• [What the task requires]
Leaving the pictures aside, transcribe every line below exactly.
Content starts
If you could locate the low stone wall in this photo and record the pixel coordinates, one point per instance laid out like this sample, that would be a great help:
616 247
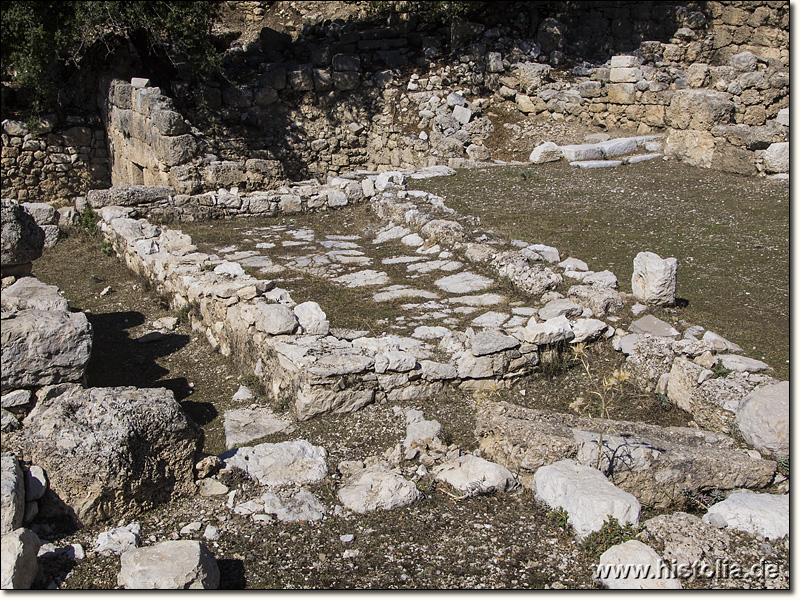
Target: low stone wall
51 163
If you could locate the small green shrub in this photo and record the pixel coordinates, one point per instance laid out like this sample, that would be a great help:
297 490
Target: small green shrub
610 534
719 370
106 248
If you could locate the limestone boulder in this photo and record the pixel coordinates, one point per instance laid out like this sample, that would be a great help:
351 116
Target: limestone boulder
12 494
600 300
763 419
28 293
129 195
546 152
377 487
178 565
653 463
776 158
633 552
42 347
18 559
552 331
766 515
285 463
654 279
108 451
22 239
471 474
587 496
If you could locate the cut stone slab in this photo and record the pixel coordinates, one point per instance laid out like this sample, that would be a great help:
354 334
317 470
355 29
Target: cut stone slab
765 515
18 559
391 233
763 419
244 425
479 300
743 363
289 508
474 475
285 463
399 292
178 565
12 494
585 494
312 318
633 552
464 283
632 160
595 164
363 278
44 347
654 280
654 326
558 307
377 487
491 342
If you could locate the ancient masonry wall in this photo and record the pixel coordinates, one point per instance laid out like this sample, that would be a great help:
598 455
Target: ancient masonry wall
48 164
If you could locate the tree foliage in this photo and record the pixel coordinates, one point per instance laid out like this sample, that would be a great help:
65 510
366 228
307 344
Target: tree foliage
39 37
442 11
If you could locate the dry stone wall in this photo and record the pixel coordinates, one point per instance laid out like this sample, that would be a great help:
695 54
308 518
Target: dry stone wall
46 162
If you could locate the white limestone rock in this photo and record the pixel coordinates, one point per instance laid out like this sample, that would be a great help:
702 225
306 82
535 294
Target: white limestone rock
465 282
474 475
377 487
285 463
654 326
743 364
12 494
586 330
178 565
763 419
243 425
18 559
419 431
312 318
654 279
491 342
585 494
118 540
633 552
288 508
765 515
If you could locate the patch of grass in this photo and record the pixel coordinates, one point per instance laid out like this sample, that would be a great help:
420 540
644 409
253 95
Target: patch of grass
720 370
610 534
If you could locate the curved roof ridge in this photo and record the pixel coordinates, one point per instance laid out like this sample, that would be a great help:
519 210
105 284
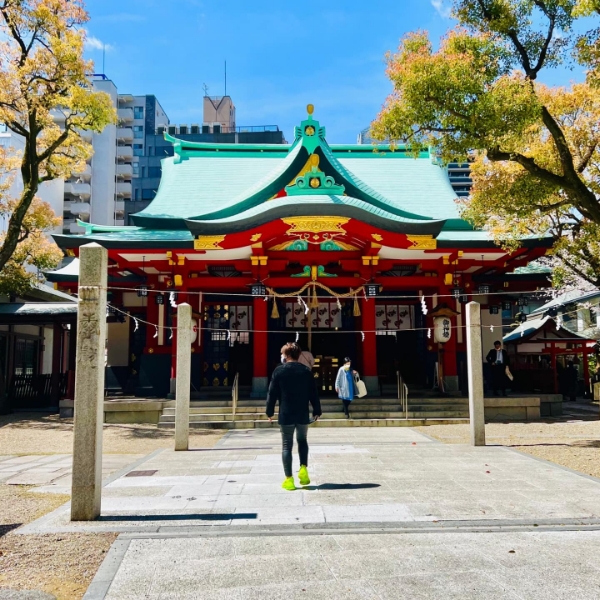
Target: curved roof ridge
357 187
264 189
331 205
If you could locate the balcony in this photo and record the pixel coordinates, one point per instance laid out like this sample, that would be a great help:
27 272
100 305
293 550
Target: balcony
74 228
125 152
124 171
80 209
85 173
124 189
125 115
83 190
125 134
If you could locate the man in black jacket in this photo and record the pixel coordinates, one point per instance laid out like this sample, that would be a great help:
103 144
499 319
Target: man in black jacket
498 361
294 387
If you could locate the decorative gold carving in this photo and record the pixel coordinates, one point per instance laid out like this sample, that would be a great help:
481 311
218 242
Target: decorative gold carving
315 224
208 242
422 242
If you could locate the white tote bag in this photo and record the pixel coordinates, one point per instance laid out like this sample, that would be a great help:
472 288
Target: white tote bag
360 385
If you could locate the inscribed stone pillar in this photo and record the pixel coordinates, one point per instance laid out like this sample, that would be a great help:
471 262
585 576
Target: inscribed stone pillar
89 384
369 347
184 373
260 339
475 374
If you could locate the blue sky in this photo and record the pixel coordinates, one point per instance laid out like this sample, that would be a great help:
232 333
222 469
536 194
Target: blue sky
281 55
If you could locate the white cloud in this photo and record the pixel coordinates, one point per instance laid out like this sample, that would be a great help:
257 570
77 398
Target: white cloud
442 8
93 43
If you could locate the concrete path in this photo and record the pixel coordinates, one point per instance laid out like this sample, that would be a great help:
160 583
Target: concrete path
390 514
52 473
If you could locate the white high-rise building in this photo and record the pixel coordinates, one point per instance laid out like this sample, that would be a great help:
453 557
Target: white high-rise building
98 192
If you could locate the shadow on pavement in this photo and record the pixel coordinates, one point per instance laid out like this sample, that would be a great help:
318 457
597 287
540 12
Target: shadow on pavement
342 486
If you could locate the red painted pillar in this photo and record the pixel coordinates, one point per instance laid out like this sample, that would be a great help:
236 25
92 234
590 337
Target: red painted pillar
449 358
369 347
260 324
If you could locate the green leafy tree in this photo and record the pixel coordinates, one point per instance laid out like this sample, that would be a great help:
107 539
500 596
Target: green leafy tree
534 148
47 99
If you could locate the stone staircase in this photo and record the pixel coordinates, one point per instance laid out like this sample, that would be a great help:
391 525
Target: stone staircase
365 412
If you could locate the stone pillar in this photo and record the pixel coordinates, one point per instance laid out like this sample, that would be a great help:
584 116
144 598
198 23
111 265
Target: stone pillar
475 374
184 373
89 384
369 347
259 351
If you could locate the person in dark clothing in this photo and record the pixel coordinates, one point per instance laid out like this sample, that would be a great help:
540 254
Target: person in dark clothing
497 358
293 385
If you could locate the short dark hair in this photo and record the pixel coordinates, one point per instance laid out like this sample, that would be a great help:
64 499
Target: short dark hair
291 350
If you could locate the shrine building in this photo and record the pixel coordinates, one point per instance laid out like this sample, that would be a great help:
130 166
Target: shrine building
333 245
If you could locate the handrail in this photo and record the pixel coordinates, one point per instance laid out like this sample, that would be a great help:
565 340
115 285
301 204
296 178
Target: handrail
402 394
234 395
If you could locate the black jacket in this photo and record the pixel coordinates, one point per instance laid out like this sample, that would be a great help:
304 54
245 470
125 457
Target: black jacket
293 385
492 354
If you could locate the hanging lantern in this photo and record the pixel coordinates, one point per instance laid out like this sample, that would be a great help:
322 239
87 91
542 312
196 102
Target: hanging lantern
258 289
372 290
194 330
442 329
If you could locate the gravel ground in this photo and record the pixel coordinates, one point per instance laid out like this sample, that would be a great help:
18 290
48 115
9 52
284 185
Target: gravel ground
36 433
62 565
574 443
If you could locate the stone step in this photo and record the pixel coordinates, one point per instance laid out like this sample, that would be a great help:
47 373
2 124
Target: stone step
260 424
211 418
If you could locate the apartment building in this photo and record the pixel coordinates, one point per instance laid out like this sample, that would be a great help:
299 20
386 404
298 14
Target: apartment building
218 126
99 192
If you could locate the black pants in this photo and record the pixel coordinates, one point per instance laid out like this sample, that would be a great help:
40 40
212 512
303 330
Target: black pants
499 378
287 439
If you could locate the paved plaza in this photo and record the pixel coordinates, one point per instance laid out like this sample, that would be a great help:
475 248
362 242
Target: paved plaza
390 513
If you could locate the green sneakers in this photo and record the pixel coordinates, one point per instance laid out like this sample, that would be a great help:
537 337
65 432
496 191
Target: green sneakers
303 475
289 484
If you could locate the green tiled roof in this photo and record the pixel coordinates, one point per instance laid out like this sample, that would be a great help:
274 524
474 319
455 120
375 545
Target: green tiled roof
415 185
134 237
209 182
Content ends
• [Exercise solution]
If you could locate the low stone wall in this photo and record the pixel coordinates, one point per instance laid out like this sample, that would be a great help:
616 247
Target: low stone wall
51 163
If you could locate the small green shrub in this photo and record the pixel coordinates, one point per instance laid out like this sample, that would be a great help:
297 490
Target: small green shrub
610 534
719 370
106 248
If you could locate the limestone boulder in this photo and record the pixel coordinates, one point per instance laid out like this sample, that would be a great help:
351 116
Target: limestone boulder
12 494
600 300
763 419
28 293
129 195
546 152
377 487
178 565
653 463
776 158
633 552
42 347
18 559
552 331
766 515
285 463
654 279
108 451
22 239
471 474
587 496
If you could locate the cut stone slab in this photo and record the pixel coordinates, one point per instance laid out like this sample, that would be a great help:
354 334
317 470
355 29
Target: cut stone slab
765 515
18 559
391 233
763 419
244 425
479 300
743 363
289 508
474 475
285 463
399 292
178 565
12 494
585 494
312 318
633 552
464 283
632 160
595 164
363 278
44 347
654 280
654 326
558 307
377 487
491 342
If you could locate the ancient masonry wall in this photo and record the pixel coordinates, one point per instance laid out like this sample, that would be a great help:
598 455
Target: ancient masonry wall
48 164
If you could locate the tree foliage in this photo and record the pixel coordinates, one point per instance laid out like this sample, that would be a great help:
65 510
366 228
307 344
Target: tree foliage
39 37
442 11
If you could locate the dry stone wall in this photo and record the pixel coordinates, one point per instance laid out like this sample, that would be a great help:
695 54
308 518
Target: dry stone wall
46 162
If you could locate the white limestone rock in this photo and record the pixel coordinates, one point per instance laid out like this sample, that would be a great help:
702 225
306 82
535 294
Target: white limestone rock
465 282
474 475
377 487
285 463
654 326
743 364
12 494
586 330
178 565
763 419
243 425
18 559
419 431
312 318
654 279
491 342
585 494
118 540
633 552
288 508
765 515
If you could locate the patch of grass in this photo and record the pixel coordinates, one point per instance laid out like this sample, that would be a great help:
420 540
644 409
253 95
Target: patch of grass
720 370
610 534
If you could locate the curved roof ridge in this photo and record the pixel coordinates, one point per instance laid out like this sample, that would be a great help:
519 210
105 284
Target: curved roof ridge
357 187
264 189
331 205
If you could locate the balcony in this photo and record the pixel coordinates, one point per instance laid out like this sample, that would be a great help:
27 272
100 305
293 550
Target: balcony
74 228
125 152
124 171
80 209
85 173
124 189
125 115
83 190
125 134
If you could locate the man in black jacket in this photo and record the pixel coordinates, one point per instance laid out like this sample, that would be a great help:
103 144
499 319
Target: man in black jacket
498 361
294 387
If you could locate the decorative gold carving in this photo and record the pixel coordinates, one point per instance laid out like this sample, that would be a great help:
481 311
218 242
Target: decorative gold carving
315 224
208 242
422 242
If you could locate the white tote bag in this photo and record the pixel coordinates, one point per instance laid out like this sample, that would be a great help:
472 288
Target: white tote bag
360 385
If you could locate the inscribed stone pillar in this photo and record the pixel coordinates, one point per instance laid out like this sample, that would be a great help:
471 262
585 576
Target: inscribed stone pillar
89 384
369 347
184 373
260 339
475 374
If you could locate the blue sky in this photo and record the pixel coordinates, one point per instance laid out like this sample, that would be a great help:
232 333
222 469
536 194
Target: blue sky
281 55
If you could locate the white cloud in this photo and record the pixel coordinates, one point per instance laid out like this sample, that would be a great help:
257 570
77 398
Target: white cloud
442 8
93 43
If you could locate the concrete path in this photo and record the pixel coordinates, one point per instance laid out like this sample, that would be a great help:
160 583
Target: concrete path
390 514
52 473
If you could locate the white high-rise building in this photo and record the pixel coordinates, one point per instance laid out like this sample, that would be a great help:
453 557
Target: white high-rise building
98 192
If you could locate the shadow on pavement in this photo and record the pixel coordinates, one point per instance laid out like this sample, that would be a great help:
318 457
597 287
540 12
Target: shadow on pavement
342 486
If you could locate the red painted pillar in this photo and record the pixel coordinates, one point per instance laid out like this sample, that would be a great help:
236 25
92 234
590 337
Target: red painted pillar
449 358
369 347
260 324
If you could locate the green leafy tree in this photo and record the pixel coordinates, one point per instance laid out like this sample, that would be a great help:
107 539
500 596
Target: green leafy tree
534 148
47 99
If you could locate the stone staircase in this photo and record the pixel coordinates, one point per instance laid out like this sample, that would be a great help:
391 525
Target: stone staircase
365 412
If you could locate the stone pillar in this photo and record the pixel coordinates, one point per instance laid out like this sample, that would be a great help:
584 116
144 598
198 23
111 265
Target: stone pillar
475 374
184 373
89 384
369 347
259 351
If you could locate the person in dark clothing in this photo and record the pixel coordinates, one point per instance laid out like this sample, that would be a great help:
540 254
Target: person in dark clothing
497 358
293 385
If you could locate the short dark hair in this photo and record the pixel coordinates, one point per instance laid out like this sample, that would be a great help:
64 499
Target: short dark hair
291 350
If you could locate the shrine building in this photo and record the pixel coordinates, one point per instance laid out like this sample, that would be a great help:
130 166
Target: shrine building
333 245
If you could locate the handrail in this photo and record the pixel coordinates, one point per instance laid out like this sample, that would be a great help:
565 340
115 285
301 204
296 178
Target: handrail
402 394
234 395
If you could locate the black jacket in this photo and record the pixel coordinates, one point per instance laid out like this sample, that would be a great help:
304 54
245 470
125 457
Target: black jacket
293 385
492 354
If you could locate the hanging lantern in this photo and record the pixel coordinates, one point per instance laid out like this sample, that would be a great help:
322 239
87 91
542 312
196 102
Target: hanging lantern
258 289
372 290
194 330
442 329
If you could locate the gravel ground in this photo and record the pixel coordinates, one point per instance laid out like this sample, that would be a great help:
18 290
48 115
9 52
284 185
Target: gravel ground
36 433
62 565
574 443
If you could locate the stone step in this photo and record the pixel coordinates, one point per instance laid out like this sample, that would be a great help:
47 373
2 124
Target: stone step
260 424
211 418
If you could locate the apartment building in this photo and record the pixel coordinates, one point per instance laid out like this sample, that would be a great help:
299 20
386 404
298 14
Target: apartment building
218 126
99 192
If you could locate the black pants in this photo and record the pixel coordinates, one point per instance laid out like this sample, that would be a great help:
40 40
212 512
303 330
Target: black pants
499 378
287 439
If you could locate the paved plaza in this photo and record the pixel coordinates, one point per instance laid out like this sample, that would be a great help:
475 248
362 242
Target: paved plaza
390 513
If you could locate the green sneakers in this photo and record the pixel coordinates, one point per instance laid out like this sample, that would be a great help:
537 337
65 432
496 191
Target: green sneakers
303 475
289 484
If you could locate the green tiled roof in this photo and record the pixel coordinates, one point per instance laid out like this sample, that would be a great help:
274 524
474 319
455 120
375 545
Target: green tiled roof
415 185
134 237
209 182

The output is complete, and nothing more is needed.